Project-Based Learning Philosophy
The department strongly believes in project-based learning as a core component of the educational experience. Through this approach, students are encouraged to apply theoretical knowledge to real-world challenges, fostering innovation and critical thinking skills.
Mini-projects begin in the third semester, where students work on small-scale tasks under faculty supervision. These projects help build foundational research and analytical skills while exposing students to industry practices. The final-year thesis or capstone project is a comprehensive endeavor that allows students to explore an area of personal interest within health informatics.
Projects are selected based on student interests, faculty expertise, and available resources. Each project has a dedicated mentor who guides the team throughout the research process, from problem identification to solution development and presentation. Evaluation criteria include creativity, technical execution, clarity of communication, and impact potential.

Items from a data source
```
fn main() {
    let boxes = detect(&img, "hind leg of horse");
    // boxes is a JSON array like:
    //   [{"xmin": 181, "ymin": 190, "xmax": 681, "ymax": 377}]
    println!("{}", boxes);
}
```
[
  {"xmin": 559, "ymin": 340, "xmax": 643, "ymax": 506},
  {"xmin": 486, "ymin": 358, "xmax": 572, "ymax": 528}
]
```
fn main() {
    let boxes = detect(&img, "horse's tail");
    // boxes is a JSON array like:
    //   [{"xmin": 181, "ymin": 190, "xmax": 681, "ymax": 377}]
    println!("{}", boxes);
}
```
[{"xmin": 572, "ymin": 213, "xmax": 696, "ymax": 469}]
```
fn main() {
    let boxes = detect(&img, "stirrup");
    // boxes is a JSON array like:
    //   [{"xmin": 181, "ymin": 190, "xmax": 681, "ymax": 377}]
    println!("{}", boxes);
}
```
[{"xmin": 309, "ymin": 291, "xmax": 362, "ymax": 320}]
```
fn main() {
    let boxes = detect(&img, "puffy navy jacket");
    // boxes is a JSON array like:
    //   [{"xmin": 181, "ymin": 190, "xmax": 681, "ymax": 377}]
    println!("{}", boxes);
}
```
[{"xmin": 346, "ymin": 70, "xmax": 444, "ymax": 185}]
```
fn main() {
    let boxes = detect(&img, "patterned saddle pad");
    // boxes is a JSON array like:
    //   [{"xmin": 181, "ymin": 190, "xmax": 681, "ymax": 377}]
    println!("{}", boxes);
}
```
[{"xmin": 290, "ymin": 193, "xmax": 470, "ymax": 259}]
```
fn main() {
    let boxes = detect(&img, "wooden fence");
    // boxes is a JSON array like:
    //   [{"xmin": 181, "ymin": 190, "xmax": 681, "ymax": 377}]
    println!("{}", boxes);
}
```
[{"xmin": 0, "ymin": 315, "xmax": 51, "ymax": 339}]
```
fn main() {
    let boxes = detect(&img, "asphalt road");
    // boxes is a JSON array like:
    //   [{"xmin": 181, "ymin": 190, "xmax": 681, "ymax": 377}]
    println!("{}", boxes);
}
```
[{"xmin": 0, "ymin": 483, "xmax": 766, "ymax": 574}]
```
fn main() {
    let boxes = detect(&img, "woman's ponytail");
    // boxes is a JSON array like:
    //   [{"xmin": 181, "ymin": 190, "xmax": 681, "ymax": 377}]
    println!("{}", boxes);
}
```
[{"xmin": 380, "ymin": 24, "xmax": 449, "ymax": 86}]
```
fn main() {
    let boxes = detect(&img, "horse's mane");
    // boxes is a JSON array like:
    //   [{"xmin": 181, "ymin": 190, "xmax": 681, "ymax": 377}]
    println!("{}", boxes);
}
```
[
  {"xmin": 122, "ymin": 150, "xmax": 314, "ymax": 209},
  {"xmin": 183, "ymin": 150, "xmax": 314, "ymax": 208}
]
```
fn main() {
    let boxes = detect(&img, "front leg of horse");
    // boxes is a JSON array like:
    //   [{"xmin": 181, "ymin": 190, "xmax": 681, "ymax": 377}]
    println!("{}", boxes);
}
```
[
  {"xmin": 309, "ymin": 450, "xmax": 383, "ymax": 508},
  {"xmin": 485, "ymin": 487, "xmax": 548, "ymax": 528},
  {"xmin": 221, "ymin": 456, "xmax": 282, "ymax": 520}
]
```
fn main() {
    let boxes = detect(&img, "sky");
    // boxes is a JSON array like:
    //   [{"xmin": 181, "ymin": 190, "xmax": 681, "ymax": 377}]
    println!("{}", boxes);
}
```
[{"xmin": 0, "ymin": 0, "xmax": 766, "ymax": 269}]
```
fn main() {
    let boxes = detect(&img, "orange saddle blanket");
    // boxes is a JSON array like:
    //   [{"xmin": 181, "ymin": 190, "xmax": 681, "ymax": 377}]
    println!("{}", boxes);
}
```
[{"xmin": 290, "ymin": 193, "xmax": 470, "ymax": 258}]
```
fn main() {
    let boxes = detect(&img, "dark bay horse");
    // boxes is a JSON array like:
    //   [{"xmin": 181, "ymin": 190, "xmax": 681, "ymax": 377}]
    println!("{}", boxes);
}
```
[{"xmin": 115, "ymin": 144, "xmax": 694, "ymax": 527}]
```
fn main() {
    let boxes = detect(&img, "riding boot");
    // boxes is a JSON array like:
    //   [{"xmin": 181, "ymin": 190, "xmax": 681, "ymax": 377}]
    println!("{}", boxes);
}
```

§ TRY IT
According to the text on project-based learning, in which semester do mini-projects begin? The items were drawn from a source separate from the text.

§ REPLY
Mini-projects begin in the third semester.